Look through the data below for the line with "Reviewer note: confirm one keypoint per instance of the charred", and transcribe it exactly together with each line after it up to and including the line with "Target: fire truck". Give nothing else.
* * *
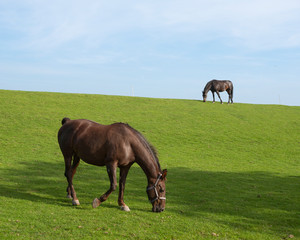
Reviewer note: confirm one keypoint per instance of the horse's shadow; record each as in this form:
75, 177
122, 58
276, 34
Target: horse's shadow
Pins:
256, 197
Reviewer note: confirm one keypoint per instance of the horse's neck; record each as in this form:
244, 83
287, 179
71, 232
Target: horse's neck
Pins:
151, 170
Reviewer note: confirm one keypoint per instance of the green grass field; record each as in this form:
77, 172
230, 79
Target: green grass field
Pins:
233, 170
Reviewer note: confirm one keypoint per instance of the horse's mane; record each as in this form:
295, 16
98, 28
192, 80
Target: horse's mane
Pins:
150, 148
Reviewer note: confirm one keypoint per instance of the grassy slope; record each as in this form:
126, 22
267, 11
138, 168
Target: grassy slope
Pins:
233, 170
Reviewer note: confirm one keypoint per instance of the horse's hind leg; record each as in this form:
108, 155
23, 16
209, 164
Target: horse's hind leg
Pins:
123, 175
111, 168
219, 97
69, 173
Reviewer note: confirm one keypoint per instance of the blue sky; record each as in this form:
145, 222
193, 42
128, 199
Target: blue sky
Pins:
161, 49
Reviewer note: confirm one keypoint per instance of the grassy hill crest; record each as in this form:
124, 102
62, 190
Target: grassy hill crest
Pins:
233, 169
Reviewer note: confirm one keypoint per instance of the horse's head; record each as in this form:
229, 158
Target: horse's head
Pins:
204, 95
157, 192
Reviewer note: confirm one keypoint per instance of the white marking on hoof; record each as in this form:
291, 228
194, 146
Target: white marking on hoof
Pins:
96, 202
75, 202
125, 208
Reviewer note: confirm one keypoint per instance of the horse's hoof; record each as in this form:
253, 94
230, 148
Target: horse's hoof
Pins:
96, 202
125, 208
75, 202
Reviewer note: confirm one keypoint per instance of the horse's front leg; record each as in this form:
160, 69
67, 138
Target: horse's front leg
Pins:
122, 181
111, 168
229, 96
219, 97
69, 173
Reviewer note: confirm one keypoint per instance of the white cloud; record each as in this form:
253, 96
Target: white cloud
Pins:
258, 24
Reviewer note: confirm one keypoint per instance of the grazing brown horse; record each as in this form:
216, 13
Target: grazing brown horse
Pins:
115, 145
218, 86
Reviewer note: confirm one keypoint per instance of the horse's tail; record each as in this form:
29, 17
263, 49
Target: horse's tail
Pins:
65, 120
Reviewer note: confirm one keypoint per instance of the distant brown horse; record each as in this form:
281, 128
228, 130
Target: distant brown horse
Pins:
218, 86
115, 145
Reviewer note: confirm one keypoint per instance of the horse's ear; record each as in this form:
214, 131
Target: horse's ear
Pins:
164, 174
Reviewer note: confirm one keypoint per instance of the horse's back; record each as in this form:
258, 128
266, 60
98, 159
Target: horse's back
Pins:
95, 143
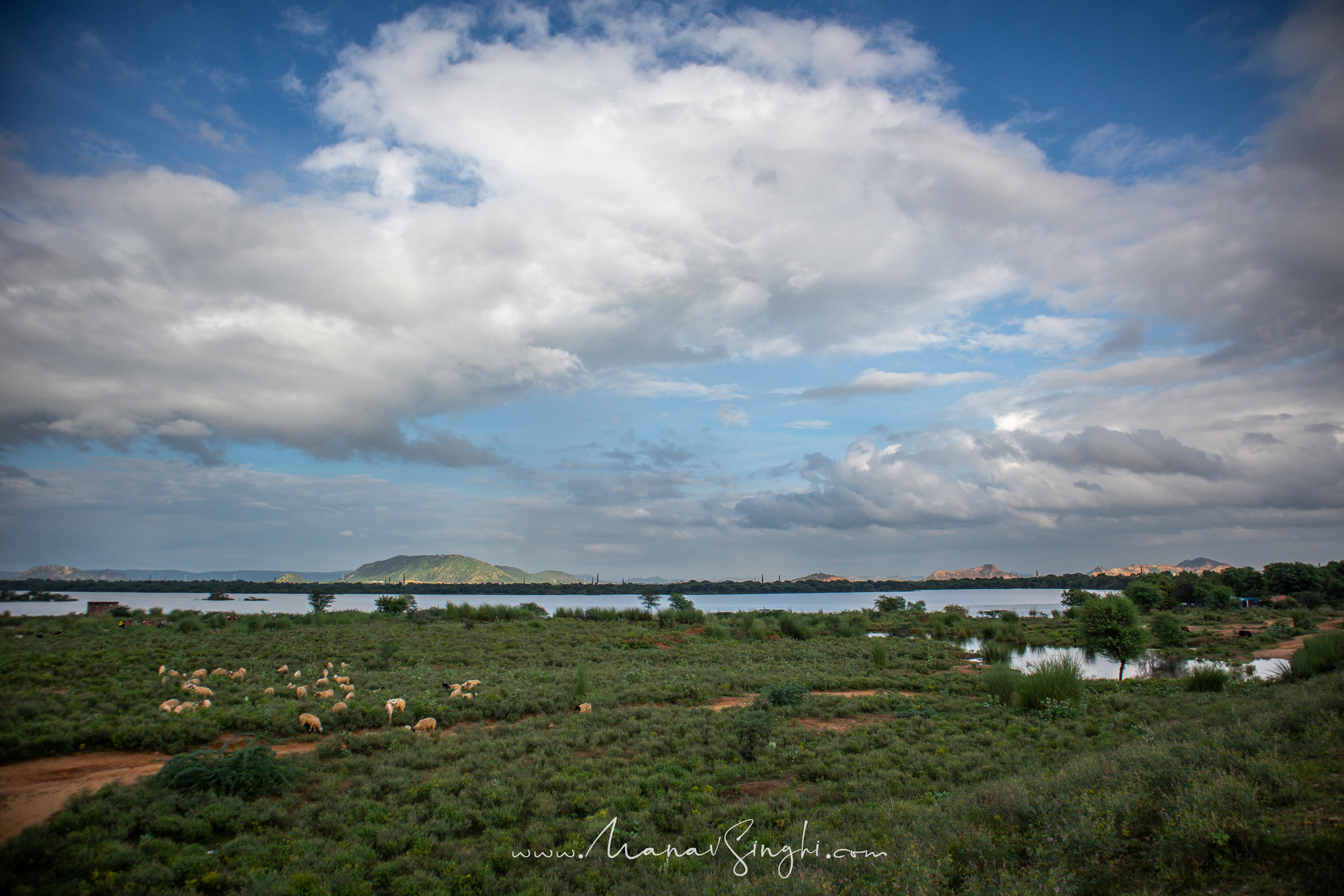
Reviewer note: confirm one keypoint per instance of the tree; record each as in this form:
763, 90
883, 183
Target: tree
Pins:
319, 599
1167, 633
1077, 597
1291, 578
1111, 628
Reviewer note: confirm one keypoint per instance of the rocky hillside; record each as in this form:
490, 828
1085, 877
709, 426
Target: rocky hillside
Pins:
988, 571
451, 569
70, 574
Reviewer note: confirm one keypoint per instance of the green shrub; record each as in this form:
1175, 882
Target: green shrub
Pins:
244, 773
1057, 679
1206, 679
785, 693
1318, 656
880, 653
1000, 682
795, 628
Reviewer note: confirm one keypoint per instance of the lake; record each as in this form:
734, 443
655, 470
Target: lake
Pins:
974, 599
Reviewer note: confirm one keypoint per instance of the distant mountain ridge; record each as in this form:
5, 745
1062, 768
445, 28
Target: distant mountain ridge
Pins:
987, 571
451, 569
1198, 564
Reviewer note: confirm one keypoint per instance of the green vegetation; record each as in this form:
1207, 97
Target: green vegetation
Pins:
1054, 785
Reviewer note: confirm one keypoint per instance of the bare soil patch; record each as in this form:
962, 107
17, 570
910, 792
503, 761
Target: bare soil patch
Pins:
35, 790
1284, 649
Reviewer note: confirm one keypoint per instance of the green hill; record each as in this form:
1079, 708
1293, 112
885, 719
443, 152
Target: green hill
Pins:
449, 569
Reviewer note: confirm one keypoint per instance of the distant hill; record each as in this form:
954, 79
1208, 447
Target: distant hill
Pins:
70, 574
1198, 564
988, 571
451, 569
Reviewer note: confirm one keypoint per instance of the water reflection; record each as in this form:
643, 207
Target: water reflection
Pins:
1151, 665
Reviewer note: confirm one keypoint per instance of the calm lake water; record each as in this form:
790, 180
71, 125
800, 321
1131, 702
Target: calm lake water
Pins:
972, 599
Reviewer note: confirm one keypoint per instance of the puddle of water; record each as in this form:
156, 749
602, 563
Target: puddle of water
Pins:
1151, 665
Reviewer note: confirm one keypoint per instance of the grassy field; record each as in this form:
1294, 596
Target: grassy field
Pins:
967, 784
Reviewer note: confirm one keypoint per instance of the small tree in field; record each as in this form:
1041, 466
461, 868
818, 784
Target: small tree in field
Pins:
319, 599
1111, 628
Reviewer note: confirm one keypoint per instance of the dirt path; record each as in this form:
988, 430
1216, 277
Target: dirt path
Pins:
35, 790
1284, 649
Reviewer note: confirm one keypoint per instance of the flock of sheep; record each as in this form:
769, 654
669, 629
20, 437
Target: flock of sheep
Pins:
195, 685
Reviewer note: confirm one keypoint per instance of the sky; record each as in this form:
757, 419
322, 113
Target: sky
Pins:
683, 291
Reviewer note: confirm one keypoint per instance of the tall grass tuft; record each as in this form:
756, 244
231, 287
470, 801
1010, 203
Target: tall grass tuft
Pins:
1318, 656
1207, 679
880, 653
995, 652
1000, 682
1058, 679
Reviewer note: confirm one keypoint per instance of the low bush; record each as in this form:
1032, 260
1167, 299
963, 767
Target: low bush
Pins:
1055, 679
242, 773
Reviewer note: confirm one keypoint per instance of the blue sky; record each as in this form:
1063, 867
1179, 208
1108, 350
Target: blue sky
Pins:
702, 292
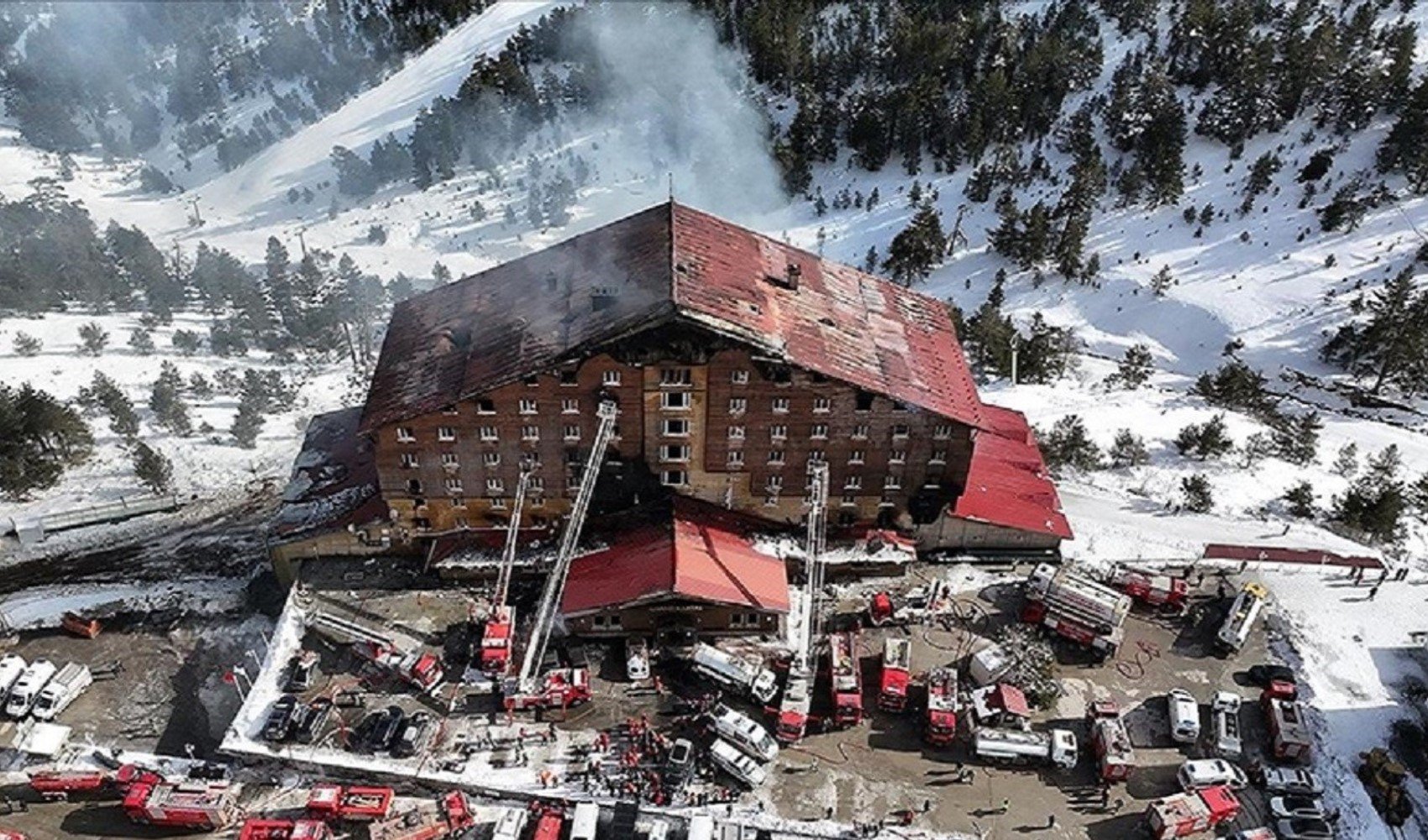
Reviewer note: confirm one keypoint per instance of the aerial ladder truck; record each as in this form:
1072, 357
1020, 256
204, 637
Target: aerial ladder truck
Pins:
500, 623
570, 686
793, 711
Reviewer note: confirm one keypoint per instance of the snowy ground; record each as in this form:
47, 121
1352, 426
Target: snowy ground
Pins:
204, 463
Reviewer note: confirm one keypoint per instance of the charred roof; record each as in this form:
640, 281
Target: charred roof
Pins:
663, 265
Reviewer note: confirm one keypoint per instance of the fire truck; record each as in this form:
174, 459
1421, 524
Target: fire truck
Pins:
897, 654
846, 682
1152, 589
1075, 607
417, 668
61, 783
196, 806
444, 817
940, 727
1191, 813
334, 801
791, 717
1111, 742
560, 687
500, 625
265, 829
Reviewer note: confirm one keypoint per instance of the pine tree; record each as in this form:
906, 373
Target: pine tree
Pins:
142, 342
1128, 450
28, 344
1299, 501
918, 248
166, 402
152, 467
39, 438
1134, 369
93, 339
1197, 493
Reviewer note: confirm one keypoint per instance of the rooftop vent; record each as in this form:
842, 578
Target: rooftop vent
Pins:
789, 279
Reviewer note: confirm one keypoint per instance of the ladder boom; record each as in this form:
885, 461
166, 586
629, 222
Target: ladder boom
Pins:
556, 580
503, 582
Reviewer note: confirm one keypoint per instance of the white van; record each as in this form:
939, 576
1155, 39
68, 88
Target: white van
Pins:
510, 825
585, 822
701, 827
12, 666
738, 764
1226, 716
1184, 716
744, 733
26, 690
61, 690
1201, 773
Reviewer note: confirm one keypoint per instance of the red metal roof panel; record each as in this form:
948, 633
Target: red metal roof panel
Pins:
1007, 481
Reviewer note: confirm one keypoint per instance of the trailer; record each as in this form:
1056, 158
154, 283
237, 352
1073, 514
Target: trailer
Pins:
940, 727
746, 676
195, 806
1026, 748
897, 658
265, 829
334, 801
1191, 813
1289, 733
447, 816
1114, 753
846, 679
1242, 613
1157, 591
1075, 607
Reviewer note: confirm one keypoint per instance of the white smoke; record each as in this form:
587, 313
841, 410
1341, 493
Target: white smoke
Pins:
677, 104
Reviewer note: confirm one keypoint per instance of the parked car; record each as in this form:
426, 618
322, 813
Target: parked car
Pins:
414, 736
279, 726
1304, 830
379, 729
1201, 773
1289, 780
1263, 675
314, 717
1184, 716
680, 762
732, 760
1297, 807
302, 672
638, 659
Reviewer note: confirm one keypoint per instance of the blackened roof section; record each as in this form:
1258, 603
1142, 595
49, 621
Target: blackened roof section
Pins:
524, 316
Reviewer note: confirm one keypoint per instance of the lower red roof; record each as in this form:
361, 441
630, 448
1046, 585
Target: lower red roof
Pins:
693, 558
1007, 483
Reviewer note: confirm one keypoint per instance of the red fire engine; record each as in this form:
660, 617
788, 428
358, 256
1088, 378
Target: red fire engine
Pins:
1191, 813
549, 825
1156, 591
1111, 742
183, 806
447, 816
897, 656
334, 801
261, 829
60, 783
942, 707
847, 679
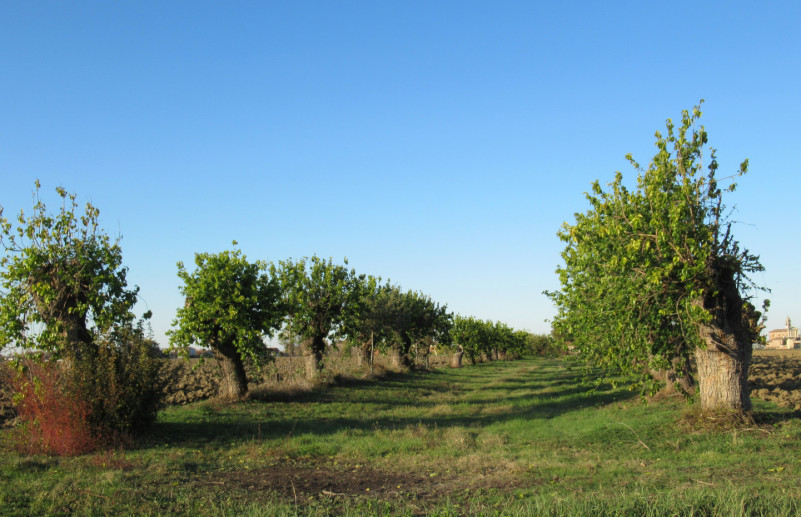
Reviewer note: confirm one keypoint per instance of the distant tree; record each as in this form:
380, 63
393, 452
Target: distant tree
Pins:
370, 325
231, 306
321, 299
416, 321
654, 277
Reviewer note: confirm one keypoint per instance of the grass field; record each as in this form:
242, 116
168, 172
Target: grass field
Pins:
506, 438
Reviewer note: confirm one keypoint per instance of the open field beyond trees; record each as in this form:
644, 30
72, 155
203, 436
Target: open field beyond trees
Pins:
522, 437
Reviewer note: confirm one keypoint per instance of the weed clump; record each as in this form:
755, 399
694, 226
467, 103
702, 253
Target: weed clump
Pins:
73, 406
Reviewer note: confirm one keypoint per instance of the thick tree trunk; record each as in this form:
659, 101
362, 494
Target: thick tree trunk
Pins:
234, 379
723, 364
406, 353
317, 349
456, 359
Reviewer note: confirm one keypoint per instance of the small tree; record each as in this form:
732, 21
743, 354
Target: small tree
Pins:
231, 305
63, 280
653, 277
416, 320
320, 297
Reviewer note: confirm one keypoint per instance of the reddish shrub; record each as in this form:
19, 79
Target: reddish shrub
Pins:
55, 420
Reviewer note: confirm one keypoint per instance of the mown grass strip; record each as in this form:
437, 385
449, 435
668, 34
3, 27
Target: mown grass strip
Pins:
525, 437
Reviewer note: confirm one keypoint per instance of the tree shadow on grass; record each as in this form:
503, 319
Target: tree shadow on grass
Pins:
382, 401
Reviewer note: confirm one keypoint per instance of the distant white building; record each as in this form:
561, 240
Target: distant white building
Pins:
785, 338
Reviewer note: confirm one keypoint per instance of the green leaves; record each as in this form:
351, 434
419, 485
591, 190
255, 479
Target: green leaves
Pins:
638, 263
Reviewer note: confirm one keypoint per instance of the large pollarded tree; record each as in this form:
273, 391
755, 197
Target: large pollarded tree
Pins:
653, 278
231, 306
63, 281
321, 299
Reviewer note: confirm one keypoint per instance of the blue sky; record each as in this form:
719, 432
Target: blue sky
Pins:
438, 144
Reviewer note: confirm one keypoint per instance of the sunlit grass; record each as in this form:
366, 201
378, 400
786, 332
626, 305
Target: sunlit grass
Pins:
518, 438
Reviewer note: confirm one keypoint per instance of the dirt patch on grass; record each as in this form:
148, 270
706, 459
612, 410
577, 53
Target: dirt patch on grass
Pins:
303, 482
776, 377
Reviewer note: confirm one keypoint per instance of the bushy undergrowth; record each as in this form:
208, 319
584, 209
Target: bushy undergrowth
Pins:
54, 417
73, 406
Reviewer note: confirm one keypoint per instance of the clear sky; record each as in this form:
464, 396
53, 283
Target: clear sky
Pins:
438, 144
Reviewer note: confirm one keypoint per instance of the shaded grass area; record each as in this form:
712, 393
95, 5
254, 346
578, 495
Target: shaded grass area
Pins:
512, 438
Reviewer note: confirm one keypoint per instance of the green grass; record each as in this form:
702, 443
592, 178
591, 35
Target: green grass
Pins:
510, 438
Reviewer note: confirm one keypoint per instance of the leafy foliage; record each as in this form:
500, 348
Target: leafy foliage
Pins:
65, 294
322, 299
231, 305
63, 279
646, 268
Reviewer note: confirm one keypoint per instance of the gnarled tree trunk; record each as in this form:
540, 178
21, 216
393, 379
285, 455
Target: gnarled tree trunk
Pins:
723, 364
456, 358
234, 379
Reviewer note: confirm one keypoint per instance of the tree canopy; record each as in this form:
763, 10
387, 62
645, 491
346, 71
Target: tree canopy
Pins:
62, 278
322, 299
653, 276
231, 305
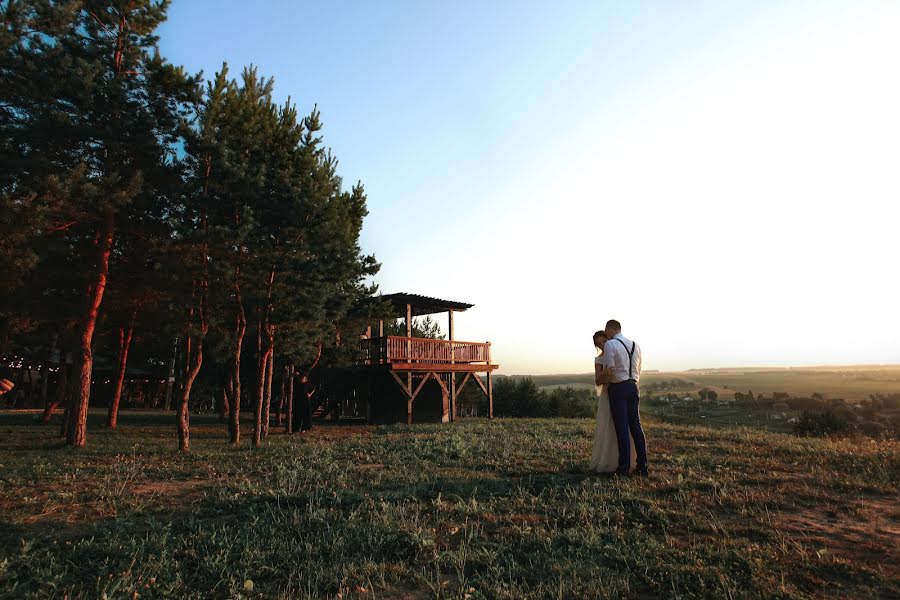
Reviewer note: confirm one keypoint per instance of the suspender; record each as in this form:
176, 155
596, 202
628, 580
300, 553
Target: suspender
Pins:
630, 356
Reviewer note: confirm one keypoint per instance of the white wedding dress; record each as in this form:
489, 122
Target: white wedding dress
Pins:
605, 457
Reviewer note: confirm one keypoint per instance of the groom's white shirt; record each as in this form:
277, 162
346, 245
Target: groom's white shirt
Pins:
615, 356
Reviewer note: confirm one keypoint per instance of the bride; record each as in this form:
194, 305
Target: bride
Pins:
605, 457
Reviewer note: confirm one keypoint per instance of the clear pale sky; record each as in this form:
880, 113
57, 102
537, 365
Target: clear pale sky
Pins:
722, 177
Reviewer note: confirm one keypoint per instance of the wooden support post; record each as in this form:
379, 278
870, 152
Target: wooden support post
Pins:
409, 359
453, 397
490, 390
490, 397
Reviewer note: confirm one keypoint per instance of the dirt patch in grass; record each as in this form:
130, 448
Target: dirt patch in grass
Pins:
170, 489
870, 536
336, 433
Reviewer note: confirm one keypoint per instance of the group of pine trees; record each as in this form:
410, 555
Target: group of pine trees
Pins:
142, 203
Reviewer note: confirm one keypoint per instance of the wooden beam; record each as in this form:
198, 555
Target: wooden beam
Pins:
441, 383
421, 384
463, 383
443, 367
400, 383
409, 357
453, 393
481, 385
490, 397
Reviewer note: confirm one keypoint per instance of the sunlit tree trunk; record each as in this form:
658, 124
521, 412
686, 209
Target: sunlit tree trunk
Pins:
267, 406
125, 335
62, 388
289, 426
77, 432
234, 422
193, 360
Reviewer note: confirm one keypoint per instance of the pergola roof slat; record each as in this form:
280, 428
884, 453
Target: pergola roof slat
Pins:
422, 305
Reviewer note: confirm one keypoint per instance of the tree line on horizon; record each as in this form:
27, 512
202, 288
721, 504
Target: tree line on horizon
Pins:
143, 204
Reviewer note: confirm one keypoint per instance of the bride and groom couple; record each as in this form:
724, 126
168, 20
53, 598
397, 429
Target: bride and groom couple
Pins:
* * *
- [Exercise solution]:
Reviewer note: confirm one keypoint per instance of the charred roof; record each as in this form:
640, 281
Target: charred roof
Pins:
663, 265
Reviewer note: confirm one keypoint per instance of the fire truck; record each as in this form:
174, 459
1421, 524
Target: fire truck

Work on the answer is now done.